= Desafio =
No texto sobre Luiz Berto e Palmares, que coisas a frase iniciada por "Todas as cidades possuem" chama de clichês? Liste todas.

Nunca os tipos populares de nenhum lugar mereceram perfis literários mais precisos. Nenhum deles é caricaturado. São todos fotografados com a exatidão da arte que se pode exigir de um mestre. Luiz Berto os faz desfilar em assombrosa passarela universal, cada um deles com seus cacoetes humanos e suas características congênitas, de maneira que o leitor se assenhora, fundo, do riquíssimo cotidiano local que, em verdade, não é diferente do dia a dia de nenhuma outra cidade interiorana. Todas as cidades possuem os mesmos doidos, os mesmos boêmios, os mesmos aleijados, as mesmas prostitutas, as mesmas presepadas; e os bares, o cabaré, a noite, o clima de vida, o folclore, enfim, são clichês. Tipos populares, portanto, não são privilégio de lugar algum. Ocorre, todavia, que somente Palmares deu um Luiz Berto. E isso explica o fenômeno. É o mesmo que pensarmos o que seria a Bahia sem Jorge Amado.
O fato é que Luiz Guarda, Biu do Tacho, Pimpão, o Velho Rabeca, Vaca Braba, Telles Júnior, Veludo do Pife, Mané Peito de Aço, Amaro (“Cotó”), as ruas de Palmares, a Coreia, o Avião de Paulo Afonso, tudo entrou definitivamente para a história pela magia de um talento que se impõe no cenário atual mais nobre da literatura brasileira.

= Trechos dos dados =
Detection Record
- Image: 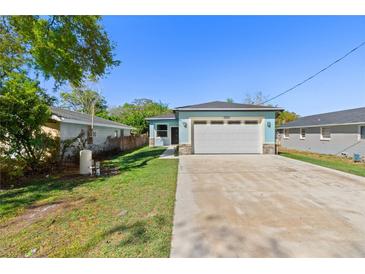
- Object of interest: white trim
[277,122,365,129]
[51,114,62,122]
[283,128,290,139]
[357,125,365,141]
[173,108,284,111]
[156,123,170,138]
[299,127,307,140]
[320,127,331,141]
[145,117,177,121]
[56,118,133,130]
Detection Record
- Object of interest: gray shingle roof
[175,101,282,111]
[279,107,365,128]
[51,107,132,129]
[146,113,176,120]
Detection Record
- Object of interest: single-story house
[43,107,132,154]
[278,107,365,156]
[147,101,282,154]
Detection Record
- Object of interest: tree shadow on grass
[104,148,165,171]
[0,176,105,217]
[0,148,165,220]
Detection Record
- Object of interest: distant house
[147,101,282,154]
[44,107,132,154]
[278,107,365,156]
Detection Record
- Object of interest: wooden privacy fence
[104,134,148,151]
[119,134,148,151]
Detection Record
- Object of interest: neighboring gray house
[43,107,132,154]
[147,101,282,154]
[278,107,365,157]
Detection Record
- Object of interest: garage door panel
[194,124,262,154]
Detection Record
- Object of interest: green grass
[0,148,177,257]
[280,150,365,177]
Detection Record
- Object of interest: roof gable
[175,101,281,111]
[146,113,176,120]
[51,107,132,129]
[279,107,365,128]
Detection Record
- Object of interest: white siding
[280,125,365,156]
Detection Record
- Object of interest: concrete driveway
[171,155,365,257]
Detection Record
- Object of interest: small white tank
[80,149,92,175]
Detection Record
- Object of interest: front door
[171,127,179,145]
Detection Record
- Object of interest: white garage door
[193,121,262,154]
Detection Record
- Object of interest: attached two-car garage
[192,119,263,154]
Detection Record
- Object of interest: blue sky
[61,16,365,115]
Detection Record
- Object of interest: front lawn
[279,149,365,177]
[0,148,178,257]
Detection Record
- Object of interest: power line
[262,41,365,104]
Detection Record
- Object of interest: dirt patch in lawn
[0,198,95,233]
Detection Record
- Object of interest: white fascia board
[51,114,63,122]
[173,108,284,111]
[145,118,176,121]
[61,119,133,129]
[277,121,365,129]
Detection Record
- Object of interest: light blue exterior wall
[148,119,179,146]
[178,111,275,144]
[149,111,275,148]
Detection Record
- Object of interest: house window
[321,127,331,140]
[245,120,259,125]
[300,128,305,140]
[228,121,241,125]
[284,128,289,139]
[156,125,167,137]
[360,126,365,140]
[87,127,96,145]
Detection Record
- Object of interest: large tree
[0,16,119,87]
[0,16,119,177]
[110,98,172,133]
[61,87,107,117]
[0,72,54,170]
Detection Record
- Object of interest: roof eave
[55,118,134,129]
[277,121,365,129]
[173,108,284,111]
[145,117,176,121]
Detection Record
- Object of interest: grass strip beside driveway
[279,150,365,177]
[0,148,178,257]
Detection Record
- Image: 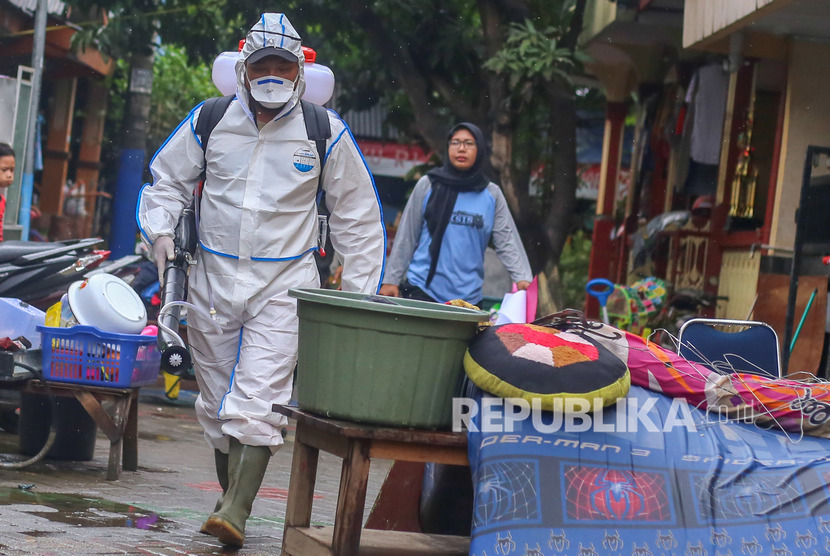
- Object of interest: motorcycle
[0,238,110,311]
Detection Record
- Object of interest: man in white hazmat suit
[137,13,386,546]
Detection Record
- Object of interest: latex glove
[379,284,401,297]
[153,236,176,287]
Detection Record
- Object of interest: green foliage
[559,231,591,311]
[97,46,220,185]
[484,19,581,88]
[147,46,221,153]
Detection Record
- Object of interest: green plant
[559,230,591,311]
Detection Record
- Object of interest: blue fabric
[407,189,496,303]
[678,321,781,378]
[469,386,830,556]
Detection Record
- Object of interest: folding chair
[677,319,781,378]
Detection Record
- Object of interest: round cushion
[464,324,631,410]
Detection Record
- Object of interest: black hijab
[424,122,490,285]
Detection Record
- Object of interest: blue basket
[37,325,161,388]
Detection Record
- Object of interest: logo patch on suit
[294,147,317,172]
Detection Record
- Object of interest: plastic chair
[677,319,781,378]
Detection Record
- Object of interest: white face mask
[249,75,294,108]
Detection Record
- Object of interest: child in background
[0,143,14,241]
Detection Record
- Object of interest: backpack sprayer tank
[158,204,198,376]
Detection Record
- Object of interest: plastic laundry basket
[289,289,488,428]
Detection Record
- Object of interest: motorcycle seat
[0,240,66,263]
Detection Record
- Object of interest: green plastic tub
[288,289,488,428]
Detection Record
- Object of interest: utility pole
[19,0,48,240]
[109,51,154,259]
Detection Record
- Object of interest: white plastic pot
[67,274,147,334]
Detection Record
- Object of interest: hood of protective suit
[236,13,305,113]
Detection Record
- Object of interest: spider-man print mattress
[468,320,830,556]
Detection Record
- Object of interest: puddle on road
[0,488,169,531]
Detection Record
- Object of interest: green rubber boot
[199,450,228,535]
[202,438,271,548]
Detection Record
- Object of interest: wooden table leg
[285,425,320,530]
[75,390,130,481]
[332,439,370,556]
[122,388,138,471]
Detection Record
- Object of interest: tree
[296,0,586,304]
[74,0,586,300]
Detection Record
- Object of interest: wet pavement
[0,387,391,556]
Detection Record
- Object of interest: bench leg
[75,391,131,481]
[332,440,370,556]
[122,389,138,471]
[285,425,320,529]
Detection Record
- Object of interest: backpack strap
[194,95,236,182]
[300,99,331,208]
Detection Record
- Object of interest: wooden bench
[273,404,470,556]
[0,379,139,481]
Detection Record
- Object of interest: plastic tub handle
[585,278,615,307]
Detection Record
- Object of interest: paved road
[0,388,390,556]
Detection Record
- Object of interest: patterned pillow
[464,324,631,410]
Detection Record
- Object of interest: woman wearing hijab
[380,122,533,305]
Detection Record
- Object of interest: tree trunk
[109,51,154,259]
[543,83,578,264]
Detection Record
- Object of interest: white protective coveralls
[137,14,386,453]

= Resposta do exercício =
- os bares
- o cabaré
- a noite
- o clima de vida
- o folclore